Directions: Scan the data. Collect each line that contains the word "examine".

Records from a dataset:
☆ ☆ ☆ ☆
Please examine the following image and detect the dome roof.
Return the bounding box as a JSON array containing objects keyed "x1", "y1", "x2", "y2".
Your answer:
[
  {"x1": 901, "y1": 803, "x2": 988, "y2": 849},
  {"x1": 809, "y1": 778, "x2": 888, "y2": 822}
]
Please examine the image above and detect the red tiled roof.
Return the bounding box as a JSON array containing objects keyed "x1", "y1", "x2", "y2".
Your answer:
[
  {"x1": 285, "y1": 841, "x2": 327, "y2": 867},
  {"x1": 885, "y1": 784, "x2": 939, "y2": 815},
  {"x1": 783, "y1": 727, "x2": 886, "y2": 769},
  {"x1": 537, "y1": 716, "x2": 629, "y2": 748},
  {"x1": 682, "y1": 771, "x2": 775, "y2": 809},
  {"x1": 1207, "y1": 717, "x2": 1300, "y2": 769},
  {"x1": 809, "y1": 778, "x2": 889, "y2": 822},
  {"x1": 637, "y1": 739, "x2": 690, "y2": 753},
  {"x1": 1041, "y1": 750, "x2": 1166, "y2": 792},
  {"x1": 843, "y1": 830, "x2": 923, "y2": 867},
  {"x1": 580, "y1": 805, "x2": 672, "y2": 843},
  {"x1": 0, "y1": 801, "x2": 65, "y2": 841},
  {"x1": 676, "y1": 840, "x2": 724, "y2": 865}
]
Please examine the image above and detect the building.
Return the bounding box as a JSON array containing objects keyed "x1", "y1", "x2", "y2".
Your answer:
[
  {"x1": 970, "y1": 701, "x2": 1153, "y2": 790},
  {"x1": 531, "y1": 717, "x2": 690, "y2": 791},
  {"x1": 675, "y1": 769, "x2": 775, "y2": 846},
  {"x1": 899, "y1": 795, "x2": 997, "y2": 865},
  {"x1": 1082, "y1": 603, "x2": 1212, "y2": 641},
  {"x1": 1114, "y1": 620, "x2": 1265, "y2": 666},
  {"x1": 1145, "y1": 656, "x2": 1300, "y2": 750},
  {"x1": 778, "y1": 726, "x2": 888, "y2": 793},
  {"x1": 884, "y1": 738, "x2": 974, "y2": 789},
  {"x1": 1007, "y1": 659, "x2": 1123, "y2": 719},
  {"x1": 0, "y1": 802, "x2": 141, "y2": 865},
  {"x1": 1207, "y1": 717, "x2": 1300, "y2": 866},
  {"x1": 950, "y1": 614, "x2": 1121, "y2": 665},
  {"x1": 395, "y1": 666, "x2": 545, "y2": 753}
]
☆ ☆ ☆ ☆
Solution for this problem:
Please examine the following image and detect the dome roof.
Please examine the image above and detect the red tiled roof.
Please examine the image above and detect the building.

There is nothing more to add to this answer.